→ **Excerto para ler**:
O canal de Rupert Murdoch está presente em mais de 70 países, Portugal incluído, e é hoje uma influente formadora de opiniões - principalmente nos Estados Unidos. Parte integrante da cultura popular pela sua estridência e apresentadores carismáticos, a Fox News é incontornável. E isso é bom e mau.

Numa noite de Setembro, Roger Ailes estava perante uma multidão de funcionários da Fox News reunidos nos Chelsea Piers, em Manhattan, para uma festa que assinalava o 15.º aniversário do canal. "O nosso horário nobre é simplesmente imbatível", disse-lhes.

"A nossa concorrência, colectivamente, mudou o seu alinhamento do horário nobre durante estes 15 anos", prosseguiu. "Fizemo-lo algumas vezes. Eles, colectivamente, mudaram-no 63 vezes. Programas, estrelas - quer dizer, é triste, sabem? Telefonei-lhes para lhes pedir que se mudassem todos para o segundo andar, fosse onde fosse que estivessem a trabalhar. Porque quando saltarem [das janelas, aludindo a suicídio], não quero que se magoem."

Ailes, presidente da Fox News, não é um homem que tenha vergonha de se vangloriar. E, apesar de talvez ser dado à hipérbole, o seu orgulho tem razão de ser: a Fox News surgiu do nada e bateu a CNN, a sua rival nas notícias da TV por subscrição, depois de apenas cinco anos de existência. No terceiro trimestre de 2011, teve uma média de 1,9 milhões de espectadores por noite nos EUA, mais do que a CNN e a MSNBC juntas. Ultrapassa a concorrência no que toca a receitas e lucro. É presença regular entre os cinco mais vistos da TV por subscrição no horário nobre americano, enquanto que a CNN e a MSNBC muitas vezes não conseguem chegar ao top 20. E, nas palavras de Ailes, "mudou para sempre o rosto do jornalismo."

Se isso é bom - para o jornalismo ou para o público - é algo discutível.

[Entradas de dados guardados]
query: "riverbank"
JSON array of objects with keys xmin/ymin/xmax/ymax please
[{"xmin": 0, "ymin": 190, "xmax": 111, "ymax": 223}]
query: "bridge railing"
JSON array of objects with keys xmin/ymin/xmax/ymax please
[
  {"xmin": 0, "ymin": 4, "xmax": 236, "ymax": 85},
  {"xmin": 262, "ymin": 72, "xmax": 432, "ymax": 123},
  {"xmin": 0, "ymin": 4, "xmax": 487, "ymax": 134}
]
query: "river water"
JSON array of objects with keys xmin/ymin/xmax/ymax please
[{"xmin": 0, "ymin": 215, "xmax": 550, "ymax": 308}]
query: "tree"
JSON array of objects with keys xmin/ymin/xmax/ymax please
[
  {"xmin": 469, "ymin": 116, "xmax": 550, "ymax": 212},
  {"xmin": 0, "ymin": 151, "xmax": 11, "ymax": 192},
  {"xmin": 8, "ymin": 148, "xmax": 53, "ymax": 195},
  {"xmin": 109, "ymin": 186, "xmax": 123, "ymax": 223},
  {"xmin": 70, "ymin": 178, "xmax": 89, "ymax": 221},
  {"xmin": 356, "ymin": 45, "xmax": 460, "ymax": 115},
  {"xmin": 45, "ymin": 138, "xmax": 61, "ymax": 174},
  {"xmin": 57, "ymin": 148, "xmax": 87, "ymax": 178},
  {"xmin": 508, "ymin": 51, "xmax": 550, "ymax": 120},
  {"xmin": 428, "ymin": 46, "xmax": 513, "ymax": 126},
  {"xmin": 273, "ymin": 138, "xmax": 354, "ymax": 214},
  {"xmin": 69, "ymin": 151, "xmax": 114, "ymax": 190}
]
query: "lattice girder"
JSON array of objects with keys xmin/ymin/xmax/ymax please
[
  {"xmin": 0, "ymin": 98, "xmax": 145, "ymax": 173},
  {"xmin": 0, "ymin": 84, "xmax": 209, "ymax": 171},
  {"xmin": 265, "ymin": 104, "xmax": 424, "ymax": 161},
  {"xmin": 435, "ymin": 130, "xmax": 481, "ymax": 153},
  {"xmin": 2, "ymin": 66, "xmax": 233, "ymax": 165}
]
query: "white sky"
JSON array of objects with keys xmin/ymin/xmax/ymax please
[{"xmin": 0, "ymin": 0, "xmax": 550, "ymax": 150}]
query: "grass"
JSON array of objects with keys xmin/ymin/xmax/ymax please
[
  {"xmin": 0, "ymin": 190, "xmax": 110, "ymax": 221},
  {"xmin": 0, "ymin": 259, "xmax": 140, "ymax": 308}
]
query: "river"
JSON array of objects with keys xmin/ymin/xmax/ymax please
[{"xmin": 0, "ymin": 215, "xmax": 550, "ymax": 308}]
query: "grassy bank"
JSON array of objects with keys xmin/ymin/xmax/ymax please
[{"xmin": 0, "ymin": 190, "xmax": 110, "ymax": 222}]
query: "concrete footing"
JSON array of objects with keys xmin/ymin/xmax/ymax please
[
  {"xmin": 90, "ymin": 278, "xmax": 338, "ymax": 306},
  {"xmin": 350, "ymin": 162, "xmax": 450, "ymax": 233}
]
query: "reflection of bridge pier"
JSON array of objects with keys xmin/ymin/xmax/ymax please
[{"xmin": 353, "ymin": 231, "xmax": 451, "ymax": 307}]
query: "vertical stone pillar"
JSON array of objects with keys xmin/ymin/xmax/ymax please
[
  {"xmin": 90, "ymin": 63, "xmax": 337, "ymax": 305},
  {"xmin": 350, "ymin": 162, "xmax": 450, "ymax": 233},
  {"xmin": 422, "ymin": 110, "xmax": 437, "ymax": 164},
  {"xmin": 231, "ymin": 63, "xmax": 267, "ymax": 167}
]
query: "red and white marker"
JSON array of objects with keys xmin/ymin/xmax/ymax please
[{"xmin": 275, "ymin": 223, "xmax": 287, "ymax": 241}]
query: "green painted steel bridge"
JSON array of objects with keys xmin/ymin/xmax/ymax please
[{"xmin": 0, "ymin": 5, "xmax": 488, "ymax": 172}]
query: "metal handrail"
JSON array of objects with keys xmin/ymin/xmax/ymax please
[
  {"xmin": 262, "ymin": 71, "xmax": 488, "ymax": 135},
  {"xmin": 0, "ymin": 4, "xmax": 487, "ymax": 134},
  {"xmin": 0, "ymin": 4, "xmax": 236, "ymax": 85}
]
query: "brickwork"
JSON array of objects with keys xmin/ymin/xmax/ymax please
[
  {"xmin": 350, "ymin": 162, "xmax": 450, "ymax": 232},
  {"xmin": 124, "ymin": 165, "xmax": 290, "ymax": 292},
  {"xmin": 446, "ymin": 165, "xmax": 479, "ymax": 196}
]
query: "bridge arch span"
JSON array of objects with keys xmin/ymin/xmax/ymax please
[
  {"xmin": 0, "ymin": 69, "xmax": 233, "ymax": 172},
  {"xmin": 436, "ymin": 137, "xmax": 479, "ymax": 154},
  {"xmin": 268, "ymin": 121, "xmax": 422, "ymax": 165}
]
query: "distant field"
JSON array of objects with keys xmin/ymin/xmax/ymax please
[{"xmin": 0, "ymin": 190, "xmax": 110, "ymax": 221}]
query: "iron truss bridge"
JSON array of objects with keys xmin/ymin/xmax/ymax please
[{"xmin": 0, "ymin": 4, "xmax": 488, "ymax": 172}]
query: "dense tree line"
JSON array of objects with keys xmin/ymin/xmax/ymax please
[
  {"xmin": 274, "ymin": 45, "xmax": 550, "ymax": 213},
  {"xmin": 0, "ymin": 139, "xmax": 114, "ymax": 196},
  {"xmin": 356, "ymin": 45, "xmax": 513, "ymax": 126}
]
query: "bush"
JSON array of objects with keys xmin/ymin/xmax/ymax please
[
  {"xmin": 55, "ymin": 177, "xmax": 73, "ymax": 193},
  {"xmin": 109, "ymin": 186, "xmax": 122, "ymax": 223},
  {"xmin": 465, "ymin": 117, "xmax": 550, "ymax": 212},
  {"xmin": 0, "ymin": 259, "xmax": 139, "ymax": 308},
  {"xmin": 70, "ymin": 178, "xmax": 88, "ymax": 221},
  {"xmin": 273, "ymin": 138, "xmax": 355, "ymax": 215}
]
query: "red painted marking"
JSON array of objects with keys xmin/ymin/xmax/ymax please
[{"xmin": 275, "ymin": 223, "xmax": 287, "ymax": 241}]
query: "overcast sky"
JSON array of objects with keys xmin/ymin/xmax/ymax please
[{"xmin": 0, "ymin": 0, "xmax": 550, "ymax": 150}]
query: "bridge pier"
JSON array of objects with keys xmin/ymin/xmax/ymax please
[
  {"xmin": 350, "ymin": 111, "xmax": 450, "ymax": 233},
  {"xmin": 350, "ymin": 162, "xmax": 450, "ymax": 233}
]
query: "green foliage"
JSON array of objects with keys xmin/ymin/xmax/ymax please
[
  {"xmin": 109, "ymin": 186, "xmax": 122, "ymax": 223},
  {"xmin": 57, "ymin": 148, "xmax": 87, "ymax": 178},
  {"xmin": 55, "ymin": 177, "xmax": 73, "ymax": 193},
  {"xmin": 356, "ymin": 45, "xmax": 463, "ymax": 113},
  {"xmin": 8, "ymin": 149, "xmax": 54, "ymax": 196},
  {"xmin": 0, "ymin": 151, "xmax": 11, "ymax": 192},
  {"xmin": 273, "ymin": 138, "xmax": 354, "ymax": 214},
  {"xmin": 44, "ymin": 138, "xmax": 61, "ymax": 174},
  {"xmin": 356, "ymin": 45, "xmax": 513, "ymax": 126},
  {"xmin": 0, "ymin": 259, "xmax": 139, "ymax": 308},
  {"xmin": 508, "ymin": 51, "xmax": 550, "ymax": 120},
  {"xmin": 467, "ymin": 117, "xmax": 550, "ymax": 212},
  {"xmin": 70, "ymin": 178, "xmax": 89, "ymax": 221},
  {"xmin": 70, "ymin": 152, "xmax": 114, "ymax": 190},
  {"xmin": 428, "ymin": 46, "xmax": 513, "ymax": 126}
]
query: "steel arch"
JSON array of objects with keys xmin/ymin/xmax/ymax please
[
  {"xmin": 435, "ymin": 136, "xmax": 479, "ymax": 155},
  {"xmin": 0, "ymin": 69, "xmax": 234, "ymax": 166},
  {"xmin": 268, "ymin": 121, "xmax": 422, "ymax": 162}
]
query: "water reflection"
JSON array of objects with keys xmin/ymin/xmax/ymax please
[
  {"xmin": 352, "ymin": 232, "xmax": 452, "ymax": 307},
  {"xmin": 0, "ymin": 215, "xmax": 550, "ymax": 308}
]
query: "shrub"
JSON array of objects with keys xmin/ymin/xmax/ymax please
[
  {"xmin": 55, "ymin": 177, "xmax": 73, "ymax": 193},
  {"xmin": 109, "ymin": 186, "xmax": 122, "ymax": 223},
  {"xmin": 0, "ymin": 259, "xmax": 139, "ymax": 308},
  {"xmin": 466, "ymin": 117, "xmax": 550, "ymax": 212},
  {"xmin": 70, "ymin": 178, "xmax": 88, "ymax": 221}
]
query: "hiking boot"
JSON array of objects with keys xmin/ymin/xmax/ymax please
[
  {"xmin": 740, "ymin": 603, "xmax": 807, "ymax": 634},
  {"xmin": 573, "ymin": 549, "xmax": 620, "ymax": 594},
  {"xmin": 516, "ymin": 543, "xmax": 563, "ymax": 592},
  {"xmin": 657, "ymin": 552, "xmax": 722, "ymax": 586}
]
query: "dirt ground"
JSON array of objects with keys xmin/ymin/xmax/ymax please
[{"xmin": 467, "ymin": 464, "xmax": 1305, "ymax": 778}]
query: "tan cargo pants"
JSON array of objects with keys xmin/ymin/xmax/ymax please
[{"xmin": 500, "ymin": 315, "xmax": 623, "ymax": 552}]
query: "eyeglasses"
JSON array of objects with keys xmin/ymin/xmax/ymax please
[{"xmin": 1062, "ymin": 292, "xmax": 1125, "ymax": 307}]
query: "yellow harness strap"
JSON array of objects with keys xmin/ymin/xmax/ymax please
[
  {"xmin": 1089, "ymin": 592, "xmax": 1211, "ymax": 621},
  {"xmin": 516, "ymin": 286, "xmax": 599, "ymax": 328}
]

→ **Tarefa de trabalho 1**: Indique todos os canais de televisão nomeados no texto sobre a Fox News.
→ **Tarefa de trabalho 2**: Resuma em duas frases o texto sobre a Fox News.
→ **Tarefa de trabalho 3**: Diga se cada afirmação concorda com o texto sobre a Fox News, respondendo sim ou não e citando as palavras decisivas: (a) A festa nos Chelsea Piers assinalava o 10.º aniversário do canal. (b) No terceiro trimestre de 2011, a Fox News teve uma média de 1,9 milhões de espectadores por noite nos EUA. (c) Segundo Ailes, a concorrência mudou o alinhamento do horário nobre 63 vezes.

→ **Resposta esperada 1**: Fox News, CNN, MSNBC

→ **Resposta esperada 2**: A Fox News, canal de Rupert Murdoch presente em mais de 70 países, é hoje uma influente formadora de opiniões, principalmente nos Estados Unidos. Bateu a CNN depois de apenas cinco anos e, no terceiro trimestre de 2011, teve mais espectadores do que a CNN e a MSNBC juntas; o seu presidente, Roger Ailes, diz que mudou para sempre o rosto do jornalismo, mas é discutível se isso é bom.

→ **Resposta esperada 3**:
(a) Não: "para uma festa que assinalava o 15.º aniversário do canal"
(b) Sim: "No terceiro trimestre de 2011, teve uma média de 1,9 milhões de espectadores por noite nos EUA"
(c) Sim: "Eles, colectivamente, mudaram-no 63 vezes."